▶ **RECORD SET**:
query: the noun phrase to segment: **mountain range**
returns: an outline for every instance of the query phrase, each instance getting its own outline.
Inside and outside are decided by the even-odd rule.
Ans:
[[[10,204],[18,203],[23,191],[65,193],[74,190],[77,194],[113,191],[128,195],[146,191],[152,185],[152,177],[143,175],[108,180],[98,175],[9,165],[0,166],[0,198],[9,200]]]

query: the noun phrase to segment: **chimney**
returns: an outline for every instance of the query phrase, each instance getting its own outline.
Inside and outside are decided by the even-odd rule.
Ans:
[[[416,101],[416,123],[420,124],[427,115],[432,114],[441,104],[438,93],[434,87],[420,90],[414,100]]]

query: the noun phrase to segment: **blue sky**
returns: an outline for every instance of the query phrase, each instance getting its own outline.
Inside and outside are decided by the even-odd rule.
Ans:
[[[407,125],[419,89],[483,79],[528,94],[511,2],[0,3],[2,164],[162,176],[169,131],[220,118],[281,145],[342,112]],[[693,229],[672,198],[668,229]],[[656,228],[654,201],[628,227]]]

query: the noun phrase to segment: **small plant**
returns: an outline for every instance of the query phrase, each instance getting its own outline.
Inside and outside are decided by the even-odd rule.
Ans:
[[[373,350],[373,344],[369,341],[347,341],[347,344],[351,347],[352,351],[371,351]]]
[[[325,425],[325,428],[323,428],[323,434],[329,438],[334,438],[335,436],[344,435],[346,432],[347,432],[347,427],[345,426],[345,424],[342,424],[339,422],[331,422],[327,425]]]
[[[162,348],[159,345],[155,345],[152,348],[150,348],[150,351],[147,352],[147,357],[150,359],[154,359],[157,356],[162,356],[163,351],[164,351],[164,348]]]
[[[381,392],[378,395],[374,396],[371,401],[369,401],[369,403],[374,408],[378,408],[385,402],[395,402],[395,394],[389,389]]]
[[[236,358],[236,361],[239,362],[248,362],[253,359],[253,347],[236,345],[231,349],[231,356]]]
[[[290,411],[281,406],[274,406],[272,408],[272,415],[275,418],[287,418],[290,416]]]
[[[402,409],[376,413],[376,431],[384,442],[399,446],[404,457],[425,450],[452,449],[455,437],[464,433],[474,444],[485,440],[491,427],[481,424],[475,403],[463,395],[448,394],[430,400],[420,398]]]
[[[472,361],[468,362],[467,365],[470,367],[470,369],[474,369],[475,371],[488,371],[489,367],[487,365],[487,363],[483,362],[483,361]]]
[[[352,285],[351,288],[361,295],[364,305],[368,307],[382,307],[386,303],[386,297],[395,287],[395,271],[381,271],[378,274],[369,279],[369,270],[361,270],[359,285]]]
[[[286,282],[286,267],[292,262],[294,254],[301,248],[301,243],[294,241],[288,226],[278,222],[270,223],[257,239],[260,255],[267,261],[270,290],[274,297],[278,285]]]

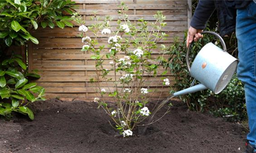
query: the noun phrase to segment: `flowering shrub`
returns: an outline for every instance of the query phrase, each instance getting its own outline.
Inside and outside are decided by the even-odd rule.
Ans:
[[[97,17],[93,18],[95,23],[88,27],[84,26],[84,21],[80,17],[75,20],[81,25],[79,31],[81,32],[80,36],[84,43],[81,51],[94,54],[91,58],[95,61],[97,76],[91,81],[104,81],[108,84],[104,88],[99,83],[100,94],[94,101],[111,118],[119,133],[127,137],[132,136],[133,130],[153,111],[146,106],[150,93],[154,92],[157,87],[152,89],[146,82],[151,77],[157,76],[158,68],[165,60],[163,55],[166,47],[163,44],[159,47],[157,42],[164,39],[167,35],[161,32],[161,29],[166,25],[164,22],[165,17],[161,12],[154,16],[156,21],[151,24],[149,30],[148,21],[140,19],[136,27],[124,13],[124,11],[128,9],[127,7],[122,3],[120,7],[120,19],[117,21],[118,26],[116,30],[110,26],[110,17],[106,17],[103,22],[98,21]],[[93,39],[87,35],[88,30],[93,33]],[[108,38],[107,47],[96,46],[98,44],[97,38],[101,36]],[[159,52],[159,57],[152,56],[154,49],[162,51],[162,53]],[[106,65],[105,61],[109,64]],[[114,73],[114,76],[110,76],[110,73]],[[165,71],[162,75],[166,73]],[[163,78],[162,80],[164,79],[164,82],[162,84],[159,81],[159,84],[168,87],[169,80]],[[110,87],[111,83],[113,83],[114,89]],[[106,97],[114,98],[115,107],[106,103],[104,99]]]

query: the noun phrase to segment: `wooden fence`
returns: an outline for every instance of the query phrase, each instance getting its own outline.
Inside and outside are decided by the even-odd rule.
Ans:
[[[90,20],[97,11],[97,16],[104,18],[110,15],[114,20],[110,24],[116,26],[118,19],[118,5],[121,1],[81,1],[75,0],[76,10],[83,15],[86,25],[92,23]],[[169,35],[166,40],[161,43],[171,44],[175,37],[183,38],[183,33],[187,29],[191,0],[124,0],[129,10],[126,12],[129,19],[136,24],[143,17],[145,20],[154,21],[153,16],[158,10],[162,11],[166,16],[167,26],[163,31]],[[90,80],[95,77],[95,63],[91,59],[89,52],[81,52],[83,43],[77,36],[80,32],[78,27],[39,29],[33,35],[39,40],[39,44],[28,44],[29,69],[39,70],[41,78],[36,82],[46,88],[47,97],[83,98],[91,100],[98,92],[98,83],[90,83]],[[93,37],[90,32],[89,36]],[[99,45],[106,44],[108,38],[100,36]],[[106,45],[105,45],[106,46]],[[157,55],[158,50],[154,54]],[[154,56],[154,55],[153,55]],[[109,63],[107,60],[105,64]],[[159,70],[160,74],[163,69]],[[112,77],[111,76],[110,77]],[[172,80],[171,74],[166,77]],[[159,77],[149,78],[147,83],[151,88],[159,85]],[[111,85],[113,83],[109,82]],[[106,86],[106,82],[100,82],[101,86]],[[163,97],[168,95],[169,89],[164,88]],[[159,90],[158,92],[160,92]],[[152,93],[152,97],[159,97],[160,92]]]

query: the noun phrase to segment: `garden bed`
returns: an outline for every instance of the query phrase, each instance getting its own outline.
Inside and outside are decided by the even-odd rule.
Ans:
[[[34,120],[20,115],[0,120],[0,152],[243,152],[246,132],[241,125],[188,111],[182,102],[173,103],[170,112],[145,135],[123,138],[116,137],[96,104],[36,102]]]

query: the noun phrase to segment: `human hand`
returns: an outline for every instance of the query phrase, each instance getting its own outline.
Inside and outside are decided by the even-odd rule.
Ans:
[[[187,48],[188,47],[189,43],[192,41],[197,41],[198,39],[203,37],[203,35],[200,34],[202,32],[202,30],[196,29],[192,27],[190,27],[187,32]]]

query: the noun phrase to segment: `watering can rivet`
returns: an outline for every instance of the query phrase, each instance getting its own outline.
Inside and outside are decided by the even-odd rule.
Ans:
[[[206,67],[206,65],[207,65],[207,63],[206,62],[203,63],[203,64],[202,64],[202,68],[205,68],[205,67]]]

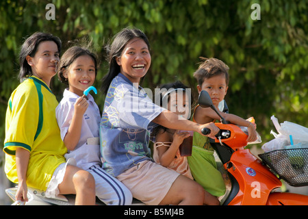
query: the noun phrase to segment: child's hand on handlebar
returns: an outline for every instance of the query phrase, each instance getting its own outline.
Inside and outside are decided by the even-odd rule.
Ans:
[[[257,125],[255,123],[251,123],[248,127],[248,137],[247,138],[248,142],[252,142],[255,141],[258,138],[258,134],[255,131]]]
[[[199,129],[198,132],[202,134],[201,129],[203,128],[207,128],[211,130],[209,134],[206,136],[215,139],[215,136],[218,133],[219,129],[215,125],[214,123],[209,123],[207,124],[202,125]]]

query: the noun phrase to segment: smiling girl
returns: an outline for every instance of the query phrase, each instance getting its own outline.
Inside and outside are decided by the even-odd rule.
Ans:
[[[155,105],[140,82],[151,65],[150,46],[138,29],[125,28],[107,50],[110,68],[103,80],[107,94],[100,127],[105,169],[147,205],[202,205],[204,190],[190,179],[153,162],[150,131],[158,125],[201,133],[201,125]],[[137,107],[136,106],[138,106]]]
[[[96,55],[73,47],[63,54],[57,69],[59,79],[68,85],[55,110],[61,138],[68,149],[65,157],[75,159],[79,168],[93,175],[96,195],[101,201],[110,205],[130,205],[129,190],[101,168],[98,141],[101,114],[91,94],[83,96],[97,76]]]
--
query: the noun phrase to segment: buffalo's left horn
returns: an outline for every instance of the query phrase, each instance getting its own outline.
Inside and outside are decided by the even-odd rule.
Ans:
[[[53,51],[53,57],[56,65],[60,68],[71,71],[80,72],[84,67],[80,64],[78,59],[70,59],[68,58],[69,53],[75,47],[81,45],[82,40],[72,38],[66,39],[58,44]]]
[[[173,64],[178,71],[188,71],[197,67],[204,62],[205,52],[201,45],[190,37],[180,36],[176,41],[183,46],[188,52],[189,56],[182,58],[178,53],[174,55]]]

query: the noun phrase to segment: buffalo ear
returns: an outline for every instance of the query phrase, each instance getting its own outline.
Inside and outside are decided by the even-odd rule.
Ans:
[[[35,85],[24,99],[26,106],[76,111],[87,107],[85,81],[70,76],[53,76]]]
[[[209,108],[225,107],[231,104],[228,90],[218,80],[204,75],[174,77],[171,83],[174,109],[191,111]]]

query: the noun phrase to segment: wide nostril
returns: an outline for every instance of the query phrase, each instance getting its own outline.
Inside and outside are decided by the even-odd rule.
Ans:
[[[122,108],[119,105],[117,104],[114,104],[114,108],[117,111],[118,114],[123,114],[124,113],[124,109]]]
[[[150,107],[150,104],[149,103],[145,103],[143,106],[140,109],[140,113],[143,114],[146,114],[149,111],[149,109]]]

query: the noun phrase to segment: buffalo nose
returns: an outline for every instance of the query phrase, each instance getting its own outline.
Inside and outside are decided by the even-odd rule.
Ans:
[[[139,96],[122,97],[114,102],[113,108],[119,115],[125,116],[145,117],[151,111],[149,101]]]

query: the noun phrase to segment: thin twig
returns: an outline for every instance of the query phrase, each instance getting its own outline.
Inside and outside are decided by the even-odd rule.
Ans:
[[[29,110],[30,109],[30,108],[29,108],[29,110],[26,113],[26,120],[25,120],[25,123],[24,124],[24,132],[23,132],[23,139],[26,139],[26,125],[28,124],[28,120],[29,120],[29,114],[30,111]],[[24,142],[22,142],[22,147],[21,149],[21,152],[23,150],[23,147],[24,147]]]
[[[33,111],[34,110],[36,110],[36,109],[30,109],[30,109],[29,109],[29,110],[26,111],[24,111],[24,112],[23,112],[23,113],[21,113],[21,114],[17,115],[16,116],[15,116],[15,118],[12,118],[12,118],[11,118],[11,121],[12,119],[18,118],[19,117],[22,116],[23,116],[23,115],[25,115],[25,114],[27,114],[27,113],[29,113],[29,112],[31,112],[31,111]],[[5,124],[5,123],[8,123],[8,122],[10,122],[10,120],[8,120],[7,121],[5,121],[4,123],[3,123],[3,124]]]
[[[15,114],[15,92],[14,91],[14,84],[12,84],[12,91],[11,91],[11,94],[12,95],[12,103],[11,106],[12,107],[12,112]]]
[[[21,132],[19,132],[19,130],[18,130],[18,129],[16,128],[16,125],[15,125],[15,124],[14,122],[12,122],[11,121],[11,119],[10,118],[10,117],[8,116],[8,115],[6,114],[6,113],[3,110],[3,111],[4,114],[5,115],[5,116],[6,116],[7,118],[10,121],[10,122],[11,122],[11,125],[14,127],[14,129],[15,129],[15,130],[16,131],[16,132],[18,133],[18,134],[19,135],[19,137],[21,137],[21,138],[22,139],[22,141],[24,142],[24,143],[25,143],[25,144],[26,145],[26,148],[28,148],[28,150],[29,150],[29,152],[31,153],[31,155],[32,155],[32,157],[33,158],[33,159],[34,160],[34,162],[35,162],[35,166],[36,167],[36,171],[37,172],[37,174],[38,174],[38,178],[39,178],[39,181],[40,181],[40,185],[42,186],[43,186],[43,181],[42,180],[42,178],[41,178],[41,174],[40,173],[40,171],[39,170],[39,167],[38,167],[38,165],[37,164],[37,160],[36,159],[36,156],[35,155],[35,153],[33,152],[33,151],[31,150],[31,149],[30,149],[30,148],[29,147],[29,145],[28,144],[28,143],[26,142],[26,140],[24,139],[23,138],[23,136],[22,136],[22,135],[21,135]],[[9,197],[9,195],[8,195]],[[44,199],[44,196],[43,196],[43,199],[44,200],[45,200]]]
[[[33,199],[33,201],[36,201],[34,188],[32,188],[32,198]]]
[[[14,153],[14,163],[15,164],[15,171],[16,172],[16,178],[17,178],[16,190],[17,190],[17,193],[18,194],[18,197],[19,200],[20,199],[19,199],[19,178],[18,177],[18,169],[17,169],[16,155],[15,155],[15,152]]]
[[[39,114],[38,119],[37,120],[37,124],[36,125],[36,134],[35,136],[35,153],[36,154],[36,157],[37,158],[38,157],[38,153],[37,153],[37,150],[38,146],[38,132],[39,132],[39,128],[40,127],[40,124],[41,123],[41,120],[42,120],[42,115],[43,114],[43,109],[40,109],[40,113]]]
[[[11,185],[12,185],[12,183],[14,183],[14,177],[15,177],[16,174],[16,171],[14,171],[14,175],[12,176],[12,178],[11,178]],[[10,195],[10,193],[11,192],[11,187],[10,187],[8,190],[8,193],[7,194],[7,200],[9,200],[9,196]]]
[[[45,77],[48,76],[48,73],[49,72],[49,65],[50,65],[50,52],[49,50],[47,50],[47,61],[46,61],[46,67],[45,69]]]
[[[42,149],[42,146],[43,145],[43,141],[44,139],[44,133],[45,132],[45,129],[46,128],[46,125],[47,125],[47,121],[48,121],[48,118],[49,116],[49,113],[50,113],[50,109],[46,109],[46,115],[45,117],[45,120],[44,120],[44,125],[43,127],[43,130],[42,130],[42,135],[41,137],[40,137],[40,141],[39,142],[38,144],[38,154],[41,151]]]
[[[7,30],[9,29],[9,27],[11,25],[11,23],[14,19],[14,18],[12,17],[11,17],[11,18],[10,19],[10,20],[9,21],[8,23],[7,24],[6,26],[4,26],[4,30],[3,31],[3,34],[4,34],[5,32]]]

▶ **PROBLEM TO SOLVE**:
Find each line in the items above that contains the string "buffalo" and copy it out in full. Only matches with the same capitalization count.

▶ **RESPONSE FOR THIS EXERCISE**:
query: the noun phrase to segment: buffalo's left horn
query: the noun phrase to segment: buffalo ear
query: the noun phrase to segment: buffalo nose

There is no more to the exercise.